--- Stated problem A ---
Which lines of the rows below contain the word "neck"? Select every such line, treating uppercase and lowercase as different.

A ton of cotton: Questions, Dialogues, Us

The tension between the individual and systems has long been the theme for Lila Rui Lan. Through photography, collage, moving images and interactive installation, she enters the topic from various angles in combination with different media — from offering straightforward, intimate glimpses of her private life to envisioning alternative human-technology relationships. The distinctive aesthetic addresses the absurd context we are situated in, which stages those existential issues people encounter yet skip. A body of works masked with lighthearted humour that slowly navigates people to the shadowy side. Lila’s works underpin the connections among individuals, collectives, technologies, as well as the system that associates with all, searching for a sustainable independence of the single among the interdependence of the multiple. These installations attempt to open up a conversation with whoever is experiencing them, question after question, always concluding with openness — as doubts, confusion, scepticism, criticism, or frustration.

To understand the mind behind installations composed of layered concepts, Lila’s photography and collage works are the place to begin, where colours bloom and where information is reconstructed. In 84/Eighty-four, the bitter memories of her grandfather’s birthday are reterritorialised in palette, revealing an individual life caught by the tide of its era. Every image speaks for a perspective of the old man whose weeping face is brutally copied and pasted for all — he is everyone who shares the socio-political context. Yet this series is more of a narrative with a complete end.

Shaping Shapes is a project with physical collages. The work reflects on the centralised composition of photography from commercial magazines and transforms these images into a metaphor of the segregated society, where the central figure or object is removed, with its outline remaining, leaving only the background/context. Lila sought among all materials of context to construct new content, a new subject. Outlines of cut-out pieces overlay into a new outline, filled with skies, trees, pure colours, and shadows. It foregrounds the potential to overturn dominant narratives and the possibilities in what has been blurred into mere context. It introduces a freedom to collage the world, inviting a reflection of “what if.”

The trace of the visual characteristics shaped through photography and collage practice can also be found in Lila’s interactive works. The interactive medium fulfils another dimension of her practice: to connect through experiential dialogue. A form — with highly saturated colours, mapped by scattered zigzag paths of attention, where the systematic structure is borrowed directly from the mechanisms of our social-cultural system yet transformed into a space for contemplation — that is capable of containing her expanding philosophical universe of abundance.

--- Stated problem B ---
Answer these questions from the text on Lila Rui Lan:
(i) Which four media does the artist work through?
(ii) Whose birthday memories does 84/Eighty-four draw on?
(iii) In Shaping Shapes, what is removed from the magazine images?

--- Given records ---
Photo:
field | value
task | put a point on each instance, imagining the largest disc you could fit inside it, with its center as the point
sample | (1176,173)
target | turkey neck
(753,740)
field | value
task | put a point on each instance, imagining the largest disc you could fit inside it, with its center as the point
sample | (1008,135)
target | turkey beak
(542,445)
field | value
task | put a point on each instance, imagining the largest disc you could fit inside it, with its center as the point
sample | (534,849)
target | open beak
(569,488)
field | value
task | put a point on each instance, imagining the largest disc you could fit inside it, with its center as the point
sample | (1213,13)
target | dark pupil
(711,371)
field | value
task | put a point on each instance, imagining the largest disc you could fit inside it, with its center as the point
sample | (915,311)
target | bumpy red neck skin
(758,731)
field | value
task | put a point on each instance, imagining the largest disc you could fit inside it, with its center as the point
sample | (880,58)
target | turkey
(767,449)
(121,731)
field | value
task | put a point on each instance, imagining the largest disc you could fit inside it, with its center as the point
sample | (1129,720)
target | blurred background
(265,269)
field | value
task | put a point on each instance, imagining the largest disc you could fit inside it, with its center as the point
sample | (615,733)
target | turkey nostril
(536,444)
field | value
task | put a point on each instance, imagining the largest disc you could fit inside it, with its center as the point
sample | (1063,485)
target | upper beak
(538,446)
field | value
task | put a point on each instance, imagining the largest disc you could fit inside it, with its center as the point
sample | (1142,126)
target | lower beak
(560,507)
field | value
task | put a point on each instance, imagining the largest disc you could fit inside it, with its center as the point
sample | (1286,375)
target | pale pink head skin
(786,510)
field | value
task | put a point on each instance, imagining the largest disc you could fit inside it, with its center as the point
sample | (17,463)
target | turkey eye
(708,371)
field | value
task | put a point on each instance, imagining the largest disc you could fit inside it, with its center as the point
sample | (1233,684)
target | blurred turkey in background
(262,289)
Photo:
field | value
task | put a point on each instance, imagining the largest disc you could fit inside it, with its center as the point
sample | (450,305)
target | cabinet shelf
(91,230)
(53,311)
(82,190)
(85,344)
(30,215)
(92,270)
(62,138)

--- Solution A ---
target | turkey neck
target | bumpy red neck skin

--- Solution B ---
(i) Photography, collage, moving images and interactive installation.
(ii) Her grandfather's.
(iii) The central figure or object.